抜粋文:
########
開場とともに我先にと溢れかえるフロア。オーディエンスはあっという間にエントランスを通り抜け、オーディエンスは今か今かと会場の温度を高めていく。それぞれが哀旋士への思いを確認しあう最中、いよいよ客電が落ち、ついにアニメタルというジャンルを確立した創造主二人よる哀旋士というサウンドが大阪にとどろく!
 
オープニングはさかもともお気に入りの「ゲッターロボ 號」。
イントロが鳴り出した時の会場のどよめきと歓声といったら筆舌に尽くしがたい迫力だった!客席が…いや、大阪がこれほどに哀旋士を待ちわびていたんだと、ファンの一人でもある自身も初っ端から感動で鳥肌が立つ。
########
記録情報:

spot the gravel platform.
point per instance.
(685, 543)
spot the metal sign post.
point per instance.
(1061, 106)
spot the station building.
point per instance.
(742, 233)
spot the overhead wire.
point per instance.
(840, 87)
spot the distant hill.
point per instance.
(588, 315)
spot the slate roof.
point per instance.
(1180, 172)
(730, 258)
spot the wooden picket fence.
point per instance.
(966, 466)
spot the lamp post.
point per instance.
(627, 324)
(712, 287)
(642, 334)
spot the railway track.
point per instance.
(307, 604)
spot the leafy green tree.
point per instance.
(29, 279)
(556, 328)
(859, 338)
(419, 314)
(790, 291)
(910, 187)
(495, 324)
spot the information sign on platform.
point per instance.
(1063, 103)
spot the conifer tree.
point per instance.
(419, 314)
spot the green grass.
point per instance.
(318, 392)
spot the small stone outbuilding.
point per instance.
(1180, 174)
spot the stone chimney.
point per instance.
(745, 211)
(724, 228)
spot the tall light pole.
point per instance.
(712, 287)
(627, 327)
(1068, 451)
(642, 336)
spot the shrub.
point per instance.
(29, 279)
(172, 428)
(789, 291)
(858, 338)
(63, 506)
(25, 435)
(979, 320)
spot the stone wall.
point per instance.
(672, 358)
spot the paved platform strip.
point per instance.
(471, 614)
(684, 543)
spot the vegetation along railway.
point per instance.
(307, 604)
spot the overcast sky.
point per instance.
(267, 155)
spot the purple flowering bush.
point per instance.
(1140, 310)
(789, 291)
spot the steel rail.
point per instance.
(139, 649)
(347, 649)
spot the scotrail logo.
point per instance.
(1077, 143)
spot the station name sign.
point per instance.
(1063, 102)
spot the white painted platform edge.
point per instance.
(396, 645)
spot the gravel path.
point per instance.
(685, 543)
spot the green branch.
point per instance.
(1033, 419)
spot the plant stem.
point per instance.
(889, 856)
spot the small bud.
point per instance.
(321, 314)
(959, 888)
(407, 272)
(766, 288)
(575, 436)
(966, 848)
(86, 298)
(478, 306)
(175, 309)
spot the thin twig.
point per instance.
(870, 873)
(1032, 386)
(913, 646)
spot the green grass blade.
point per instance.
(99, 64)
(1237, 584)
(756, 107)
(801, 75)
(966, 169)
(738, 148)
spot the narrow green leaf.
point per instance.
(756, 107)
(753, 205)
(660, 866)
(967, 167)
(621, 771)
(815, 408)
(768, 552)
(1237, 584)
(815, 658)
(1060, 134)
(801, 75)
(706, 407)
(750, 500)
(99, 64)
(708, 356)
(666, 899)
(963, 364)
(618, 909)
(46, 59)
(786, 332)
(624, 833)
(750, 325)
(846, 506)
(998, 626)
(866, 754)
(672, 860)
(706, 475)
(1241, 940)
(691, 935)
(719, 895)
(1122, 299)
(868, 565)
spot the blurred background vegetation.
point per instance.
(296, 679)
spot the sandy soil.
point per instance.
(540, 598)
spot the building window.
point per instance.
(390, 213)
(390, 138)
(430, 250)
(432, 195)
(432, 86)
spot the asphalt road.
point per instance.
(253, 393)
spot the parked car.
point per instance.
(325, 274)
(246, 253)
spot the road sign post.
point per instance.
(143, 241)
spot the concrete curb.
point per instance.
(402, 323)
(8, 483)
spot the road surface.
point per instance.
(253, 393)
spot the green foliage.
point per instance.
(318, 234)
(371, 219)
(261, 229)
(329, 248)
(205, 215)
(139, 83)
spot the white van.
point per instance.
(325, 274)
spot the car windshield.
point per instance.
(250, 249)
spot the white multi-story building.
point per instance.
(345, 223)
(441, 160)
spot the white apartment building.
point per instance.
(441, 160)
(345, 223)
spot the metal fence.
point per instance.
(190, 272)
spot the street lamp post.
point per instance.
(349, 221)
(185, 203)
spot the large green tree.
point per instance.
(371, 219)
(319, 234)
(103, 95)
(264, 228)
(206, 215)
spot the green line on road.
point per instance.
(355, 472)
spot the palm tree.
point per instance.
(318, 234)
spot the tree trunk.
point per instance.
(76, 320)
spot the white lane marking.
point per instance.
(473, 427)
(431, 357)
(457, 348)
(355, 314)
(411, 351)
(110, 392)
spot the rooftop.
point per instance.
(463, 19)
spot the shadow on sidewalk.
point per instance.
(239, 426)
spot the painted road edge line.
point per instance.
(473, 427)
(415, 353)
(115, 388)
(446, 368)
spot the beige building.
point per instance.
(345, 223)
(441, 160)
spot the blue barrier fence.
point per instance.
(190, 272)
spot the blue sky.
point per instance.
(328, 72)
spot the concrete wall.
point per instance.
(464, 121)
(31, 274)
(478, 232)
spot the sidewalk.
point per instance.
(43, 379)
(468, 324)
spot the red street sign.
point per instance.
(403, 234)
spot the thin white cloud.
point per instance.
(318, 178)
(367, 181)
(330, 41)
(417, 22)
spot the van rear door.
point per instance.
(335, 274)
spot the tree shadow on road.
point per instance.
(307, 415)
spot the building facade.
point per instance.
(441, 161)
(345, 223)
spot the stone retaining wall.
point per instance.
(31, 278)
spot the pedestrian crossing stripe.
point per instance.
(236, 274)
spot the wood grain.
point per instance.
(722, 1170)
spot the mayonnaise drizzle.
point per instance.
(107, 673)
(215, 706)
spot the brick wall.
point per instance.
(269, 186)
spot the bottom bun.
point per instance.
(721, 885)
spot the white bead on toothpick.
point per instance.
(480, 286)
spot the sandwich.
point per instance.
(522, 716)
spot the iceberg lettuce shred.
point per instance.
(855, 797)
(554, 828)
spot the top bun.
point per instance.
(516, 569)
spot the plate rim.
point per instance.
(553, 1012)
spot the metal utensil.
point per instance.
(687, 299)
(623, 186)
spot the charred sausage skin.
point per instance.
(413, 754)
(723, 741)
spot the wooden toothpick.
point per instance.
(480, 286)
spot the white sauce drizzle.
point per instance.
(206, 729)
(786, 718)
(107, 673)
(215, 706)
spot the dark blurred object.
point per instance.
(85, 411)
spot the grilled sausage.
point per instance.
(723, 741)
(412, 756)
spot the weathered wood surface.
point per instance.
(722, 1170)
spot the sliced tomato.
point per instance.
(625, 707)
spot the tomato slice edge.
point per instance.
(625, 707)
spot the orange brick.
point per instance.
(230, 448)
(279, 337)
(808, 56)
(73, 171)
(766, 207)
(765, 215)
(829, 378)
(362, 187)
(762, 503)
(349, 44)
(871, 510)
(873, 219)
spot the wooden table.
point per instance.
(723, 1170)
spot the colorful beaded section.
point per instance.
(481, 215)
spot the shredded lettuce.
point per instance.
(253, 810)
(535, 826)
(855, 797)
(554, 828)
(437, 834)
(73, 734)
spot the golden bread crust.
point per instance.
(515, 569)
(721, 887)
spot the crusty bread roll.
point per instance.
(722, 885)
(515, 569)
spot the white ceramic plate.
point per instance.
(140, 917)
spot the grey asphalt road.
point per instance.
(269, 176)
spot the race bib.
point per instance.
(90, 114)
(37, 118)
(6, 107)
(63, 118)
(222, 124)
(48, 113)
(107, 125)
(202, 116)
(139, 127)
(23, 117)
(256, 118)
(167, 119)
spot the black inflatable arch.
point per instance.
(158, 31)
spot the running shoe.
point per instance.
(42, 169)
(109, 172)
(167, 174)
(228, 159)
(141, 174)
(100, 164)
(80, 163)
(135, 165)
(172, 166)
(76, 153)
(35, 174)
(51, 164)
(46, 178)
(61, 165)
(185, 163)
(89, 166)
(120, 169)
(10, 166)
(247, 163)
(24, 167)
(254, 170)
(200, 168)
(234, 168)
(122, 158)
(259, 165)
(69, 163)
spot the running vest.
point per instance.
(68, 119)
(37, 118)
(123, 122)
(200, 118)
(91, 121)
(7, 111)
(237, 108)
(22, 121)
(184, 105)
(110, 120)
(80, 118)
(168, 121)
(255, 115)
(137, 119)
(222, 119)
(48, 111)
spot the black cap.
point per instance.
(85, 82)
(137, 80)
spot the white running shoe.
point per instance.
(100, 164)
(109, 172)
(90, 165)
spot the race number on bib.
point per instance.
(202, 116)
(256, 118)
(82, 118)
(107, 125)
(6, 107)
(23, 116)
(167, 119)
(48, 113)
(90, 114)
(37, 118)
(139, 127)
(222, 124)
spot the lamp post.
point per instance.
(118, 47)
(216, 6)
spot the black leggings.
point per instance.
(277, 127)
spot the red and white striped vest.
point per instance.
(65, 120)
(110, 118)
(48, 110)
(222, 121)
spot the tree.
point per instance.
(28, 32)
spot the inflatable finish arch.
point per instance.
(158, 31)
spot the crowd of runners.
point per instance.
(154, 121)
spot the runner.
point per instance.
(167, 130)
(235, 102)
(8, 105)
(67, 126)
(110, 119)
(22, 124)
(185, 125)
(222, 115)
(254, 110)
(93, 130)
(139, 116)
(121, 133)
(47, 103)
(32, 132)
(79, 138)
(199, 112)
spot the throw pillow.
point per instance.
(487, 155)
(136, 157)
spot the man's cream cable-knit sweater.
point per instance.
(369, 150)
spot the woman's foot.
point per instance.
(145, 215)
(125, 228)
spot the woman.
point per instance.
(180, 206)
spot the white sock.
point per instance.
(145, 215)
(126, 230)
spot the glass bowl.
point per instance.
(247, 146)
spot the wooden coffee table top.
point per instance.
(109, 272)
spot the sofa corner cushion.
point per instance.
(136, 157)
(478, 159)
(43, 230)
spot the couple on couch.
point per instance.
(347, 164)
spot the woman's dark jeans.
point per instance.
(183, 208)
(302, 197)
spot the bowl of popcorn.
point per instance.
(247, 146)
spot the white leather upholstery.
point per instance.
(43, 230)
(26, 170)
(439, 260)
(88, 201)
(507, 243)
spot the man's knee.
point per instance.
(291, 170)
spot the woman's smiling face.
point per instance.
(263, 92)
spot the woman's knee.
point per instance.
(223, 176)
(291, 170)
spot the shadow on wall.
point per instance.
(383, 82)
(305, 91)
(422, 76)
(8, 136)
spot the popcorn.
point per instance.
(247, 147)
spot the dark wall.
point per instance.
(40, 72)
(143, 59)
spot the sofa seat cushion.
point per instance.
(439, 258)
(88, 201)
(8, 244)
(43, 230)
########
実施する課題: 抜粋文では、ライブのオープニング曲は何でしたか。

出力結果: 「ゲッターロボ 號」です。